[START OF DOCUMENT TEXT]

I
collect echoes. Blues echoes mainly, but you can savor echoes with all five of
your senses, you know. Take Famous Dave’s Bluesfests. The last one was about 15
years ago, and it’s still echoing in my head with all kinds of sensory residues.
Include the following: the feel of cool grass on a hot day or my bare feet
swishing in a diminutive waterfall, the smell of wood smoke, the tang of
succulent ribs and coleslaw, a fascinating kaleidoscope of visuals in a vivid
afternoon, and of course music – full senses five echoing, echoing, echoing…
It
was a macking good blues festival, that last one. Heard 7 bands in 5.5
hrs. Didn't leave till it got really packed, but there were never fewer
than several hundred aficionados merging from every walk of life at Peavey
Plaza. Two stages, sort of alternating, and you could sit there with your
feet in the cascades or dance in the shallow pools. I hung out mostly where
you could talk to musicians off to the side of whichever stage was live. You’d
think you were sitting next to a homeless person, and next thing they’d whip
out a harmonica, plug into a small player, and amp out a few licks.
Great
quality bands, though I only saw two sax players, and one sucked (even though
he was blowing -- har-har). To be fair, he was an octave too low, trying to
play under a guy with a bugle, which damn near wipes out an alto
sax. There is no cure for the common bugle. The other, a T-sax female
from Detroit, was really solid. Not the most finessed, but she was a romping
good phraser with incredible power. Reminded me of Dutch T-saxer Candy Dulfer
who is superb and eye “Candy” to boot.
Saw
a barefoot drummer from Texas, and a few legends of blues who looked to be at
death’s door, packed in zoot suits or spangled gowns as if for their funerals. After
they were helped onto the stage, you stopped feeling bad for them because the
first notes kick-started their pulses all the way to over-drive. Bands fed off
crowds, crowds fed off bands, and so a lot of the show was out front.

[END OF DOCUMENT TEXT]
[START OF EXTRACTED MATERIAL]

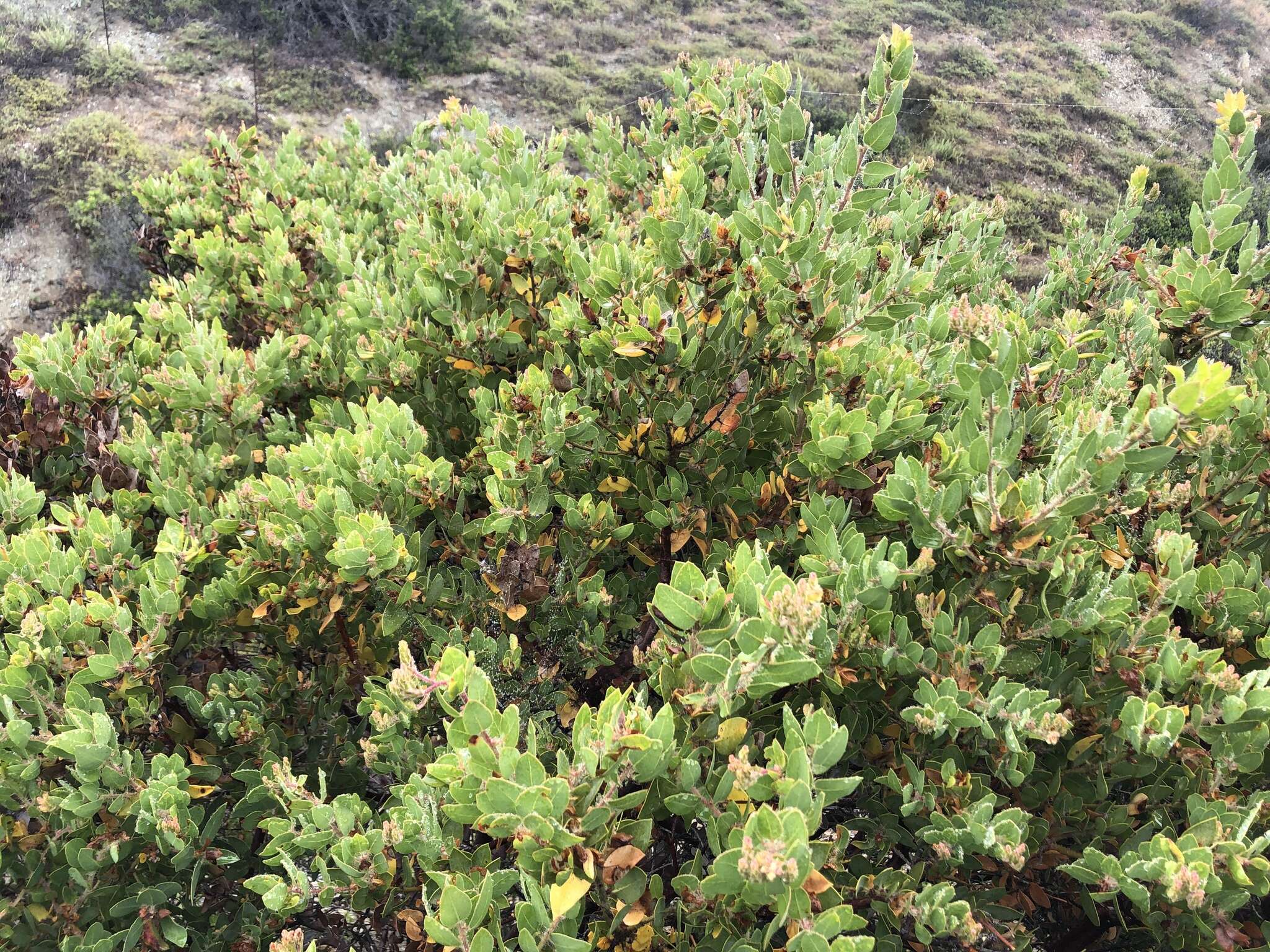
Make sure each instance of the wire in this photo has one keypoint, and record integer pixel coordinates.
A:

[END OF EXTRACTED MATERIAL]
[START OF EXTRACTED MATERIAL]

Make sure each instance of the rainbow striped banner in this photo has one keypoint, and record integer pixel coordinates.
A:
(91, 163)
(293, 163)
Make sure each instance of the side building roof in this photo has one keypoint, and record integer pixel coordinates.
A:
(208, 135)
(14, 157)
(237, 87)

[END OF EXTRACTED MATERIAL]

-- SHORT TASK 1 --
Retype the blues festival text word for word from "Include the following: the" to "a few licks.".
-- SHORT TASK 2 --
Answer these questions using the blues festival text:
(a) About how long ago was the last of Famous Dave's Bluesfests?
(b) How many bands did the writer hear, and over how many hours?
(c) Where was the female tenor sax player from?
-- SHORT TASK 3 --
Carry on the blues festival text, starting after its final sentence.

-- RIGHT ANSWER 1 --
Include the following: the feel of cool grass on a hot day or my bare feet
swishing in a diminutive waterfall, the smell of wood smoke, the tang of
succulent ribs and coleslaw, a fascinating kaleidoscope of visuals in a vivid
afternoon, and of course music – full senses five echoing, echoing, echoing…
It
was a macking good blues festival, that last one. Heard 7 bands in 5.5
hrs. Didn't leave till it got really packed, but there were never fewer
than several hundred aficionados merging from every walk of life at Peavey
Plaza. Two stages, sort of alternating, and you could sit there with your
feet in the cascades or dance in the shallow pools. I hung out mostly where
you could talk to musicians off to the side of whichever stage was live. You’d
think you were sitting next to a homeless person, and next thing they’d whip
out a harmonica, plug into a small player, and amp out a few licks.

-- RIGHT ANSWER 2 --
(a) About 15 years ago.
(b) 7 bands in 5.5 hours.
(c) Detroit.

-- RIGHT ANSWER 3 --
A
Damon Runyon gallery of characters showed up each year for Bluesfest. Picture
Colonel Sanders in a Peter Max psychedelic suit with red suspenders. Picture an
ancient woman with white gloves, frail but dressed like Shirley Temple in pale
blue chiffon and swaying to the music as she twirls a white parasol. Picture a
denim-clad rocker, festooned with key chains, jerking spasmodically to the beats.
Frowzy femmes in gingham. A shirt that reads, “Suck, Bang, Blow.” All ages,
including babies at the breast. Only three sexes: male, female, hybrid. Street
people, wheelchair invalids and the nouveau riche letting it all hang out in
one melting pot. Famous Dave’s Bluesfests rivaled the atmospheres of Monterrey,
Altamont or Woodstock.
What?
You don’t like blues? But blues are just about every kind of music played every
which way through every kind of instrument. Check that. Never saw a slap base
or a steam calliope. Apologies to the fried rice and vegan crowd, but I
did my best to pay Famous Dave back by eating porcine ribs till I oinked. Chasers
were chocolate chip cookie dough ice cream, burgundy black cherry ice cream,
mocha expresso ice cream, et al (and I did et all). Every spring has a seminal weekend,
and that was it for me: air palpable with passion and music, a perfect temp that
practically commands all creatures of nature to spawn or do some related
activity, fascinating people, dancing in the water at dusk. Shame the Festivals
came to an end. Seven kinds of fun.
Must
switch gears here to something not even one kind of fun. Want to address the alarm
a lot of you are having over abusive tactics to load America’s children up with
guilt in some 3,500 school districts and counting. “White fragility” it’s called by Critical Race Theory
proponents who are jamming extreme racism into classrooms under the guise of
“equity.” Here’s how I put it, somewhat sarcastically, in my response on
FaceBook:
I
know, I know, we’re talking about the last gasp of slavery in the holdout
Southern states that officially ended 9 generations and a couple centuries ago,
but how dare you resist having your little tykes indoctrinated and scarred with
guilt before they’ve even lost their baby teeth! And where do you get that ridiculous
1776 date? Just because we shed our blood to free ourselves from another
nation’s ownership and pursue our separate values in a Declaration of
Independence? Piffle.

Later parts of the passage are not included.